Copy, word for word, the lines of the entries below between the one with "box: [346, 323, 363, 351]" and the one with "box: [99, 6, 485, 345]", inclusive, and leave out everything else.

LISTED ENTRIES —
[Start of Attachment]

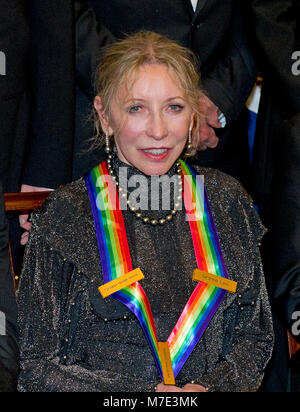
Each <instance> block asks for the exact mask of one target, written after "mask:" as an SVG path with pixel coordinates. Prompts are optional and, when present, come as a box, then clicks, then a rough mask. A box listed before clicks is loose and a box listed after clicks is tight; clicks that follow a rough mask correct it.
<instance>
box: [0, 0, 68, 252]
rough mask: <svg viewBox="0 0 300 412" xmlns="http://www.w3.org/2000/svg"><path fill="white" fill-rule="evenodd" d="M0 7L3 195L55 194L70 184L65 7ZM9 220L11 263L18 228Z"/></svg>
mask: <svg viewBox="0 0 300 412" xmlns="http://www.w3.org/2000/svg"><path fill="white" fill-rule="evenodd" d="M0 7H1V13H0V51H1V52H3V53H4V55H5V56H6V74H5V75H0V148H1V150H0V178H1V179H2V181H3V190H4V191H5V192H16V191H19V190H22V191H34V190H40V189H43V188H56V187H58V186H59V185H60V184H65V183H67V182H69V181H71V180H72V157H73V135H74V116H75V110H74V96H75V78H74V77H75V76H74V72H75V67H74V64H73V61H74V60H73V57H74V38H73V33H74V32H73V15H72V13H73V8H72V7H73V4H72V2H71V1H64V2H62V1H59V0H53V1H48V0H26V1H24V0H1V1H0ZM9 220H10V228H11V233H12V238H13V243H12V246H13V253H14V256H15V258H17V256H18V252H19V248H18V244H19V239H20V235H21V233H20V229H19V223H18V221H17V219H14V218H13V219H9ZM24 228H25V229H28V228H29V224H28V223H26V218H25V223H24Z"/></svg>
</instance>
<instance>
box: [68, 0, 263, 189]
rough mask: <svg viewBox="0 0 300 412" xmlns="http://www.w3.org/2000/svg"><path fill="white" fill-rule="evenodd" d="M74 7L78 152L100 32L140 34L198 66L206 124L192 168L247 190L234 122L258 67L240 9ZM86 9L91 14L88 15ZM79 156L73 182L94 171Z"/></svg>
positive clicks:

[End of Attachment]
[Start of Attachment]

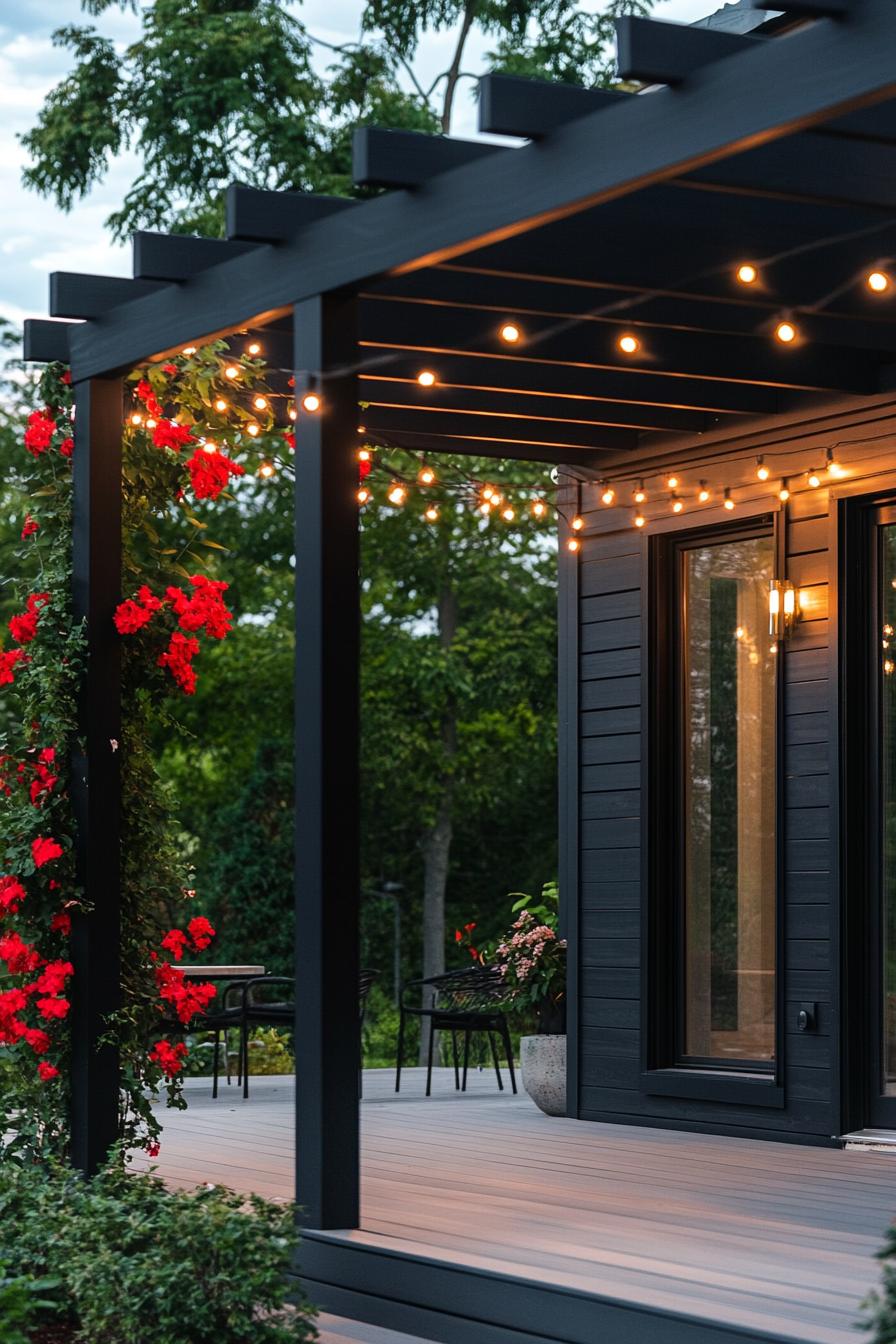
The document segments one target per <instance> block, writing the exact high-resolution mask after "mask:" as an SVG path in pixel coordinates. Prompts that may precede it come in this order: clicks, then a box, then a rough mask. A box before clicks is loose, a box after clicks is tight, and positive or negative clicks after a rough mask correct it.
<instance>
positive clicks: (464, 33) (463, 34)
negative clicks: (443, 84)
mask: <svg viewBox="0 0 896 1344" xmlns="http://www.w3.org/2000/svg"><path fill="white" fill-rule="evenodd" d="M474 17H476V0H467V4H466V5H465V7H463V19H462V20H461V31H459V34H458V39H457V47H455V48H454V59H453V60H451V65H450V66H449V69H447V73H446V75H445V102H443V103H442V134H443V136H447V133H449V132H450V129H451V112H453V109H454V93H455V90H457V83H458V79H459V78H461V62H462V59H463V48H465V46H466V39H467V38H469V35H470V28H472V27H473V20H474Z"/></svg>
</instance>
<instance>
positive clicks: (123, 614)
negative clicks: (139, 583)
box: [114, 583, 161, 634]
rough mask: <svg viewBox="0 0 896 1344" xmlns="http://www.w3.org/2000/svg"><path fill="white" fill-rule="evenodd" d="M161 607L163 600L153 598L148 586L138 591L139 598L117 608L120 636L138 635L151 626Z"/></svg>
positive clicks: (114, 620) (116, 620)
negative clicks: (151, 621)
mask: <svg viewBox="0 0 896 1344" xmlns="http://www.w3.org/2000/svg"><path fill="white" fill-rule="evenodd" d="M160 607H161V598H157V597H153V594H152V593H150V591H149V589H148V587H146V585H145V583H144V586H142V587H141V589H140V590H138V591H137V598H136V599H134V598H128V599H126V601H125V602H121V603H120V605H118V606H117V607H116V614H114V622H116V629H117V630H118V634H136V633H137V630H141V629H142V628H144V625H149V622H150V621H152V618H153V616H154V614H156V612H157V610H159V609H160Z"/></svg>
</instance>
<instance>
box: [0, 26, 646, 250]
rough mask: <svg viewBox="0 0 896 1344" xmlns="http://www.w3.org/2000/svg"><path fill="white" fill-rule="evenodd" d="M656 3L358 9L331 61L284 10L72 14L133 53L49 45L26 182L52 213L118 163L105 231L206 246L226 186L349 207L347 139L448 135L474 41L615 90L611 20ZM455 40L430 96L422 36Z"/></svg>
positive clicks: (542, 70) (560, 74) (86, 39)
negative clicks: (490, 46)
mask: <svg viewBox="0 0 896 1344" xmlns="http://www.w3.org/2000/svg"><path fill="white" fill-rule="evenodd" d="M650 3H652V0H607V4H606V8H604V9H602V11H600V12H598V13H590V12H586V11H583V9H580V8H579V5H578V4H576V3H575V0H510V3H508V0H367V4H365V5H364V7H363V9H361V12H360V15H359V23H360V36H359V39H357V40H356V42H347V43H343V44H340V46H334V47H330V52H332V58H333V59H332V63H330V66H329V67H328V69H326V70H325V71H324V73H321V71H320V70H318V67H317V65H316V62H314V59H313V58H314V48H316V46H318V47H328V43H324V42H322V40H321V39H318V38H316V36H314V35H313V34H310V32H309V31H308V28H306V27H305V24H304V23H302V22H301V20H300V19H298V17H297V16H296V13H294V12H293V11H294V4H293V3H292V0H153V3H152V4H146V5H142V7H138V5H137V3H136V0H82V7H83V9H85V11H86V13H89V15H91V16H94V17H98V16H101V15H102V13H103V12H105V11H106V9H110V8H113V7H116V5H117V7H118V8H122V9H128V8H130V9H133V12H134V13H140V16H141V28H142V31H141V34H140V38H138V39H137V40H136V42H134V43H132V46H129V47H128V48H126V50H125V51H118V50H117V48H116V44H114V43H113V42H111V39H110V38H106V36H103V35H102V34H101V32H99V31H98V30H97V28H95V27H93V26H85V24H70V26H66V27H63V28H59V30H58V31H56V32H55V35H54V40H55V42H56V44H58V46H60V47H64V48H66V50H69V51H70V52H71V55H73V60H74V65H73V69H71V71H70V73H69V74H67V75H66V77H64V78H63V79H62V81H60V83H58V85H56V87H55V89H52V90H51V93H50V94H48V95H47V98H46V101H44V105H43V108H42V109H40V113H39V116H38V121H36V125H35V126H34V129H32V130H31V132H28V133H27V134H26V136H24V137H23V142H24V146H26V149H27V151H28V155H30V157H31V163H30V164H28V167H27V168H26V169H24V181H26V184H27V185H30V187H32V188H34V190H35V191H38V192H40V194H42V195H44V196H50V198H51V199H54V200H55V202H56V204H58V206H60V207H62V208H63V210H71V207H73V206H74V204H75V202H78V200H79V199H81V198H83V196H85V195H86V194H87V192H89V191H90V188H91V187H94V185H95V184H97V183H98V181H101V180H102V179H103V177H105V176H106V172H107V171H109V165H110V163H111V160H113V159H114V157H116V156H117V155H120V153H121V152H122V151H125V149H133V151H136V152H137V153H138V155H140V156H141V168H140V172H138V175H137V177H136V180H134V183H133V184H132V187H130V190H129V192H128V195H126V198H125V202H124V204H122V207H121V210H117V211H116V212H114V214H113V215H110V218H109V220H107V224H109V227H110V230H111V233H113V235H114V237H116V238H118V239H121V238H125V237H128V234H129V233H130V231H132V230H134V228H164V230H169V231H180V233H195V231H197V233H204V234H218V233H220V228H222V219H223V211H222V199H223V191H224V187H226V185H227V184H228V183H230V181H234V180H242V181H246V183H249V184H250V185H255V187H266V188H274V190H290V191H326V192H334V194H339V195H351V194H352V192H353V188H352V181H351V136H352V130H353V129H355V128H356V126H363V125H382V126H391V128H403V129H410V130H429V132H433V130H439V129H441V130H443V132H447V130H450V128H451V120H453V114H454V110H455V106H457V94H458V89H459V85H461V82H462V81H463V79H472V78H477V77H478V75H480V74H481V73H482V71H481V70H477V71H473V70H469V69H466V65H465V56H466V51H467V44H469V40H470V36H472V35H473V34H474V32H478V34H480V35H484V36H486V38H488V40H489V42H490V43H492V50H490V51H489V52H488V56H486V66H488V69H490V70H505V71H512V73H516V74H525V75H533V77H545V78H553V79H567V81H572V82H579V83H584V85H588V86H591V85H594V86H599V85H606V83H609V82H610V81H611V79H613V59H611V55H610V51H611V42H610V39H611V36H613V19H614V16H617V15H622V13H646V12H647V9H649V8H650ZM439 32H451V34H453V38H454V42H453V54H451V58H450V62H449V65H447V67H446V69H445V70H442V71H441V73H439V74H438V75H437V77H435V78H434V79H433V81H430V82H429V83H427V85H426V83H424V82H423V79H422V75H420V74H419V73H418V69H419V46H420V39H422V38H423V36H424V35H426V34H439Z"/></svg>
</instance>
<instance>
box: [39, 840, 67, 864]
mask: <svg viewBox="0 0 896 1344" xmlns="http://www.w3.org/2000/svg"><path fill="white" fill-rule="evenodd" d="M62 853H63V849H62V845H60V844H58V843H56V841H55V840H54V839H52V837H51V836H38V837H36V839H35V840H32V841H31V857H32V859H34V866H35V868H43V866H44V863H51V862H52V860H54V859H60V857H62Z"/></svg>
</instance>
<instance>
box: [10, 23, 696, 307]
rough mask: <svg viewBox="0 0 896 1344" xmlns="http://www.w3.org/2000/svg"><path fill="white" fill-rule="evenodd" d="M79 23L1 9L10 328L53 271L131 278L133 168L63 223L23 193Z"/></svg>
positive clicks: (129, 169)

[End of Attachment]
[Start of Attachment]

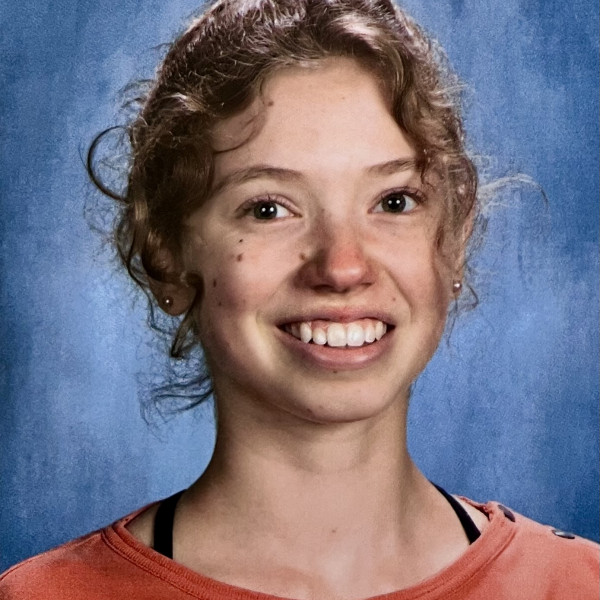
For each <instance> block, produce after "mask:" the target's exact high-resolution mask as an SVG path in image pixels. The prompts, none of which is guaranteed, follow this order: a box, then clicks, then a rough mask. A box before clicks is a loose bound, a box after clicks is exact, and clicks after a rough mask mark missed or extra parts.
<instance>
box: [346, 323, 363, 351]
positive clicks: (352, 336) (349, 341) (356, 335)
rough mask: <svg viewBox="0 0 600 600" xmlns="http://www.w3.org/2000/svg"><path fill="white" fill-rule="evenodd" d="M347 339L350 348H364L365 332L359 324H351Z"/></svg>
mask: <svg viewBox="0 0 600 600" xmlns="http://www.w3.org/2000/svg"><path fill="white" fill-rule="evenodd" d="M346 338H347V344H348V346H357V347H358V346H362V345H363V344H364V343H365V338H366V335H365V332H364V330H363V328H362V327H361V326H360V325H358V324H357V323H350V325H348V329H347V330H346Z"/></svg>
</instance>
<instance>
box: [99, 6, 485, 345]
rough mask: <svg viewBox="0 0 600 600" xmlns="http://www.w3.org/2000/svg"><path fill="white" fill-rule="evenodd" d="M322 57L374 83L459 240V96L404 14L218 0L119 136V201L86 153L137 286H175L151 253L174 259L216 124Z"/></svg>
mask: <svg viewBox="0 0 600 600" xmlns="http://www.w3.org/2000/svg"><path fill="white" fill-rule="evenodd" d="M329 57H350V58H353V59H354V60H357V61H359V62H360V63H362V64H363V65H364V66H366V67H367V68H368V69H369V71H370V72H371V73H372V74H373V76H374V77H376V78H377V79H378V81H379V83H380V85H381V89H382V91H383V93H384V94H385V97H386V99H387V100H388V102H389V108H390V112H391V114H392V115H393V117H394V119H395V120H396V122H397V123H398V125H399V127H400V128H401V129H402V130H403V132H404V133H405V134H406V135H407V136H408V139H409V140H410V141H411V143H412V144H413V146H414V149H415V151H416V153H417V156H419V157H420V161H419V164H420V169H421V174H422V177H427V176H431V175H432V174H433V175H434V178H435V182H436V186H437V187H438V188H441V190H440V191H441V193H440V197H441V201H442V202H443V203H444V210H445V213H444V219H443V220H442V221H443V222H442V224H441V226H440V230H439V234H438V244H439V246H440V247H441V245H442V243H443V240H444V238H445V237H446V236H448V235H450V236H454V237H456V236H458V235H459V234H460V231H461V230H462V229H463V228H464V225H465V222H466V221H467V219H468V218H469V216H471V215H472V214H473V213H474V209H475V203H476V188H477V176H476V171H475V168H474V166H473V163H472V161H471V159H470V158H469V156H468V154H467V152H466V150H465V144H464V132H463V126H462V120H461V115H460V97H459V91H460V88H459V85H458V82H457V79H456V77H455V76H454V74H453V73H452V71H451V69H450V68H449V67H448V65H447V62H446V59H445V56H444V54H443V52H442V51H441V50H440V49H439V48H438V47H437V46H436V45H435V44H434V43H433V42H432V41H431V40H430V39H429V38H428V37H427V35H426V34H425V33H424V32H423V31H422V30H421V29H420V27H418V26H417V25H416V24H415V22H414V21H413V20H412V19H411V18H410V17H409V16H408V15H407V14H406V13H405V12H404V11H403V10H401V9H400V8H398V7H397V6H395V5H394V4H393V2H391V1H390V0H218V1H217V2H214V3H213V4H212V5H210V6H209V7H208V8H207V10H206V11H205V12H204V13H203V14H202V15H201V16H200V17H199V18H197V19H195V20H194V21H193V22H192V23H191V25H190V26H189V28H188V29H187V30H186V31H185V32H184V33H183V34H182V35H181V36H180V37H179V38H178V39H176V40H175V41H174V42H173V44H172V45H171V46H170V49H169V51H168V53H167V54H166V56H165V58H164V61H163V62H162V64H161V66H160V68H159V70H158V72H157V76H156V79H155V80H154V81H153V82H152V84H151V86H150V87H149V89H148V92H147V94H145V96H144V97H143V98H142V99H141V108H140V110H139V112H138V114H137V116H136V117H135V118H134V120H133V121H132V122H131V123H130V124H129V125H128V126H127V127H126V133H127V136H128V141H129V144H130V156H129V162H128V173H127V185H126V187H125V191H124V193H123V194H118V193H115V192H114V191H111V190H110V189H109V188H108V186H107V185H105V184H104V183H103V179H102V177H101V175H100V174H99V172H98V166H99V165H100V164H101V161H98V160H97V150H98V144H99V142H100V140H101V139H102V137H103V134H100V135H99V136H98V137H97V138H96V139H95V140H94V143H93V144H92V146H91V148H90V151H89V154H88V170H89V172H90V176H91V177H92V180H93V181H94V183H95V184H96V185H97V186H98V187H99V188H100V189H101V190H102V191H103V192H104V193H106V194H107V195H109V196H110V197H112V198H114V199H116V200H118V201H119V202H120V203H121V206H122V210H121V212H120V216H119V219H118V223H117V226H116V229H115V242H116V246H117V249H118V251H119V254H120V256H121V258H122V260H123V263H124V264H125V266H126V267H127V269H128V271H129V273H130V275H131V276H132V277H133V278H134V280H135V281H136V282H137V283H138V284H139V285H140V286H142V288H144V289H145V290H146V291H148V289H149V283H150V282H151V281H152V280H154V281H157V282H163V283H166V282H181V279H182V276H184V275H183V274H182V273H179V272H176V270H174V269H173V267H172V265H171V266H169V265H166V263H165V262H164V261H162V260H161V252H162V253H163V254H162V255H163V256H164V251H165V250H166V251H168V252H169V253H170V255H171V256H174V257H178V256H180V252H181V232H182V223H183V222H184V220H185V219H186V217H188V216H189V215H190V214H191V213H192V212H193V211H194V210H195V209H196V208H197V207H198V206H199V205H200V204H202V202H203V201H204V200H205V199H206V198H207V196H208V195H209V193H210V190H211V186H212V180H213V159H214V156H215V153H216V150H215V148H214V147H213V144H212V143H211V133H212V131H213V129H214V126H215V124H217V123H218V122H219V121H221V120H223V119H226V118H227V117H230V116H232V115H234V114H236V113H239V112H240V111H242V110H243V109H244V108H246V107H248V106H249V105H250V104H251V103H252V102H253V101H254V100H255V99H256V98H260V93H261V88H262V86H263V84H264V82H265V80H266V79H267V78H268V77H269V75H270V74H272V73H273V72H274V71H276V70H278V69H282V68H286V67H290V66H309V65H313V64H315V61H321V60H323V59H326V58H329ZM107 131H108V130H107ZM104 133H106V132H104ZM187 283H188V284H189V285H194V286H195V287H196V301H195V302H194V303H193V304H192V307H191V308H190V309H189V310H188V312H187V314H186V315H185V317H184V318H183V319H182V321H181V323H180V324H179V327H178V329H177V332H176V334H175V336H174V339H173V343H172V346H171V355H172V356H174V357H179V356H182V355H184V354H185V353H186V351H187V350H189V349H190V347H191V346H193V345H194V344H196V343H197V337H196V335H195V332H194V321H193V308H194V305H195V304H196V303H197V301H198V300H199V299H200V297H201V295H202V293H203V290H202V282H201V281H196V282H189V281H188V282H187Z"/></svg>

[End of Attachment]

EXERCISE SOLUTION —
box: [346, 323, 363, 351]
positive clicks: (352, 336) (349, 341) (356, 335)
rough mask: <svg viewBox="0 0 600 600" xmlns="http://www.w3.org/2000/svg"><path fill="white" fill-rule="evenodd" d="M347 339L350 348H364L365 332L359 324H351Z"/></svg>
mask: <svg viewBox="0 0 600 600" xmlns="http://www.w3.org/2000/svg"><path fill="white" fill-rule="evenodd" d="M346 338H347V344H348V346H357V347H358V346H362V345H363V344H364V343H365V338H366V335H365V332H364V330H363V328H362V327H361V326H360V325H358V324H357V323H350V325H348V329H347V330H346Z"/></svg>
</instance>
<instance>
box: [99, 6, 485, 345]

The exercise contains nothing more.